I began her at 6 months on little bits of mashed banana, avocado, carrot etc and we were slowly building up from there when she got a terrible cold and was totally bunged up and refused to eat anything so for the rest of the cold I didn't offer any solids until I knew she was fully well again and we started from scratch. After another week or so of accepting the fist foods and building up to eating 3 times a day she got an awful tummy bug with projectile vomiting and had to go to kings A & E where I was told to only Bf for the next 72 hours.


So 3rd time lucky I tried again and finally managed to get her eating 3 times a day about a 4 weeks ago while staying with my mum but she is MUCH happier eating fruit/yoghurt/porridge and really fusses and complains with pretty much anything savoury. To the point that I'm starting to find mealtimes really difficult and am getting quite anxious about it.


I have tried what feels like every vegetable combination known to man and various Annabel Karmel recipes. She either refuses them point blank or has 2-3 spoonfuls and then fusses about, turning in her high chair, chewing on her hand and often furiously rubs her eyes and face - often getting the food in her eyes which causes her pain I'm sure. I've often taken this as a cue that she's overtired or not interested but if I get some yoghurt or fruit her eyes light up when she see it and she calms right down and wolfs down the food and often cries when it's all gone!

Data rows =>
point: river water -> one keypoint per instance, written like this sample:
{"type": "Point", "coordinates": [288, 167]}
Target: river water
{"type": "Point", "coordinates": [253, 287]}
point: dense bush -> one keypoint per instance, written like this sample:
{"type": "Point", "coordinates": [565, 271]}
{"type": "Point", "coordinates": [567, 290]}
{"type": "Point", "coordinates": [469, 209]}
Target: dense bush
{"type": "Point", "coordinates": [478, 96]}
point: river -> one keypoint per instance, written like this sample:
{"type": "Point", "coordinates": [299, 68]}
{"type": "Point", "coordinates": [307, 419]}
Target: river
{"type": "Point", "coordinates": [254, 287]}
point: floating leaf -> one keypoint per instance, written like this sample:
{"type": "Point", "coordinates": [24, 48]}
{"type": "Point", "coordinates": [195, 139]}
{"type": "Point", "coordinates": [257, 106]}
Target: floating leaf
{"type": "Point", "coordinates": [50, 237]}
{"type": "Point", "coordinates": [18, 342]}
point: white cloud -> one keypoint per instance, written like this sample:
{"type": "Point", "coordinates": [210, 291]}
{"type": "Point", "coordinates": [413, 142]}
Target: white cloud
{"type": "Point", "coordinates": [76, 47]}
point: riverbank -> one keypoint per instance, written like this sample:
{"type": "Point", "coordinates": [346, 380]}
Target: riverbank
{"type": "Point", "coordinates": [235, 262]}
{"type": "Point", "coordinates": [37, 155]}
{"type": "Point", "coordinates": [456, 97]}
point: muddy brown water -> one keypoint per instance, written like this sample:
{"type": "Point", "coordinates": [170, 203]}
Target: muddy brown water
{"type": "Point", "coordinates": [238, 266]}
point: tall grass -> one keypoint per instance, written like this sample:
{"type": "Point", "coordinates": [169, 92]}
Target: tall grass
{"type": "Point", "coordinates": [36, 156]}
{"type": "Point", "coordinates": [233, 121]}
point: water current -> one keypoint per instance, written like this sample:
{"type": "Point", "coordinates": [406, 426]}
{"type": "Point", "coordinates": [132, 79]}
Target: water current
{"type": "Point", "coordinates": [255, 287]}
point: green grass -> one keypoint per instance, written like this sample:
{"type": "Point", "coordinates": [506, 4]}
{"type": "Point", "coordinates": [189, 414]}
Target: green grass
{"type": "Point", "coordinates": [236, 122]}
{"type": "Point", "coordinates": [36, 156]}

Problems and tasks =>
1. Answer these questions about the weaning post:
(a) At what age did the baby first get bits of mashed food?
(b) For how long was the writer told to only breastfeed after the A & E visit?
(c) Which foods does the baby prefer to savoury ones?
2. Write out the part of the weaning post starting at "So 3rd time" and ending at "anxious about it.".
3. Please continue the weaning post from its last sentence.

Answers for the exercise =>
1.
(a) At 6 months.
(b) For the next 72 hours.
(c) Fruit, yoghurt and porridge.

2.
So 3rd time lucky I tried again and finally managed to get her eating 3 times a day about a 4 weeks ago while staying with my mum but she is MUCH happier eating fruit/yoghurt/porridge and really fusses and complains with pretty much anything savoury. To the point that I'm starting to find mealtimes really difficult and am getting quite anxious about it.

3.
The only exception to this seems to be bits of cheese or cheesy mashed potato but I worry about the salt content of giving her cheese too often.


She has her bottom two teeth so I have tried to see if she prefers baby led weaning and have offered finger foods but they ever even touch her mouth she will either crush them Incredible hulk style in her hand or just rub them again her high chair and drop them on the floor.


I have wondered if more teeth are coming or if she is sometimes too tired to eat at her evening meal but as soon as the sweet stuff is in sight she perks right up!


I have a freezer full of meals that I've spent hours making and I feel so defeated by this. Tonight she refused her tomato pasta and when I left the room for a few seconds to go and get a banana she had tipped the dish all over herself and was rubbing some of the sauce in her hair and on her face. When I tried to clean her up she wailed and continued to wail throughout her bath and didn't really calm down until after her bottle, by which time I was a nervous wreck and hating myself for feeling a little bit relived that I'm going back to work soon and she will eat at nursery.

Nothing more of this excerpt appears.